REQUIRED WORK
Each record is to be given again without alteration.

Collected data entries

★ ★ ★ ★ ★ ★ ★

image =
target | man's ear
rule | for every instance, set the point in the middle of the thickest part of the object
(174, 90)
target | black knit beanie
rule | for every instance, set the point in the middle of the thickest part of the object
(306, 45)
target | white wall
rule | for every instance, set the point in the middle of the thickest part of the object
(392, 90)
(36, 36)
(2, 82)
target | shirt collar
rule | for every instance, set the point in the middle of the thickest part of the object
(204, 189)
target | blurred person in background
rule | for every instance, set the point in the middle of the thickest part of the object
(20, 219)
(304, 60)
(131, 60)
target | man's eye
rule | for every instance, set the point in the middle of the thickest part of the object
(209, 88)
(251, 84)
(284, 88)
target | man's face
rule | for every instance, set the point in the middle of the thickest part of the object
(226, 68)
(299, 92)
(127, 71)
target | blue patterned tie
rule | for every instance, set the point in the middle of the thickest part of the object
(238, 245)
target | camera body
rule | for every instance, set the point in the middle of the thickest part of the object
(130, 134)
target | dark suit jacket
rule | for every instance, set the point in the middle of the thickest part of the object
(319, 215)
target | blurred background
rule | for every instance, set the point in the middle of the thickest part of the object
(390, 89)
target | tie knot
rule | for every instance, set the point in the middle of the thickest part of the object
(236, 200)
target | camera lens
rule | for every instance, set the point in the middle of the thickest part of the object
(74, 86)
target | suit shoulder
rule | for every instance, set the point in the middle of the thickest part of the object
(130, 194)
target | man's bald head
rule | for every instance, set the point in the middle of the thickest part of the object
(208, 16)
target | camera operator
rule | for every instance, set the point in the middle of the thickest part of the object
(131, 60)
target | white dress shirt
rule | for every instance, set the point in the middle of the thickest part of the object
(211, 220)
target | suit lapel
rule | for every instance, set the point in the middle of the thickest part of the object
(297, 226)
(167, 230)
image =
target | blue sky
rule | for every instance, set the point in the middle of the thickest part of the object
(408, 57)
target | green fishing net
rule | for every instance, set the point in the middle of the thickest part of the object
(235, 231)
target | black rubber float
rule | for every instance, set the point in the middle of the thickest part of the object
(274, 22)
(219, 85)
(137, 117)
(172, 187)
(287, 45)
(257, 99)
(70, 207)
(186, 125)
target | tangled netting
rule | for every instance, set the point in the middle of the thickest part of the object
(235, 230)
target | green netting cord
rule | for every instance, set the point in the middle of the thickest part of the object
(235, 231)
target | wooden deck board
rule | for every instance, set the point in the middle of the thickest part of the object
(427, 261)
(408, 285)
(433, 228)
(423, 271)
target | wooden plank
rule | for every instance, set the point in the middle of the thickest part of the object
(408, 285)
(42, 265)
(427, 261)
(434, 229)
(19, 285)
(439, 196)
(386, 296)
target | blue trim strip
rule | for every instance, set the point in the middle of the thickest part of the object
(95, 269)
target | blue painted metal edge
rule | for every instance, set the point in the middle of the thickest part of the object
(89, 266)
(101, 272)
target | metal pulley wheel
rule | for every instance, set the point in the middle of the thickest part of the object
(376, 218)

★ ★ ★ ★ ★ ★ ★

PROBLEM SOLUTION
image =
target | man's ear
rule | for every instance, set the point in the middle of the thickest part of the object
(174, 90)
target | black knit beanie
rule | for every instance, set the point in the middle of the thickest part of the object
(306, 45)
target | white wall
rule | for every instance, set the point in the middle of the thickest part of the object
(392, 90)
(36, 36)
(2, 82)
target | shirt collar
rule | for every instance, set the point in the middle of the thickest part of the object
(204, 189)
target | blurred person in background
rule | for every instance, set the point in the middle of the thickest part of the object
(20, 219)
(304, 60)
(131, 60)
target | man's eye
rule | for every instance, set the point in the middle of the thickest part of the object
(209, 88)
(251, 84)
(284, 88)
target | man's face
rule | for every instance, set the point in the middle of the thickest part of the object
(226, 68)
(299, 92)
(127, 71)
target | blue patterned tie
rule | for every instance, set the point in the middle of the thickest part of the object
(238, 245)
target | camera body
rule | for every instance, set the point in the middle of the thickest part of the object
(130, 134)
target | dark suit jacket
rule | for every instance, set the point in the middle of the thickest part of the object
(319, 215)
target | blurred background
rule | for every instance, set the point in the middle of the thickest part of the object
(390, 89)
target | tie knot
rule | for every instance, set the point in the middle of the thickest part of the object
(236, 200)
target | camera lens
rule | for every instance, set the point in the middle of the thickest part of the object
(74, 86)
target | suit shoulder
rule | for every instance, set the point in the middle of the thickest part of the object
(130, 194)
target | man's bald head
rule | for every instance, set the point in the middle of the thickest part of the object
(208, 16)
target | camera operator
rule | for every instance, set the point in the middle of the thickest part of the object
(131, 60)
target | white dress shirt
rule | for every instance, set the point in the middle of the thickest part of the object
(211, 220)
target | suit lapel
rule | for every instance, set the point in the middle of the thickest part of the object
(297, 226)
(167, 230)
image =
target | blue sky
rule | for every instance, set the point in the middle of the thickest part of the object
(408, 57)
target | green fishing net
rule | for every instance, set the point in the middle of the thickest part of the object
(235, 231)
target | black rubber float
rule | for every instance, set the point in the middle of the thickest part of the object
(274, 22)
(219, 85)
(137, 117)
(172, 187)
(287, 45)
(257, 99)
(70, 207)
(186, 125)
target | tangled netting
rule | for every instance, set the point in the middle of the thickest part of the object
(235, 230)
target | green netting cord
rule | for every instance, set the point in the middle of the thickest part of the object
(235, 231)
target | wooden deck board
rule | for every instance, set the point in the middle of the thickest part of the object
(427, 261)
(408, 285)
(433, 228)
(423, 271)
target | wooden plank
rule | for every instance, set the point in the middle of the thickest part of the object
(408, 285)
(42, 265)
(427, 261)
(434, 229)
(19, 285)
(439, 196)
(386, 296)
target | blue trim strip
rule | for every instance, set the point in the middle of the thickest part of the object
(95, 269)
target | blue painted metal edge
rule | for every instance, set the point in the middle of the thickest part of the object
(89, 266)
(101, 272)
target | metal pulley wheel
rule | for every instance, set the point in the middle of the thickest part of the object
(376, 218)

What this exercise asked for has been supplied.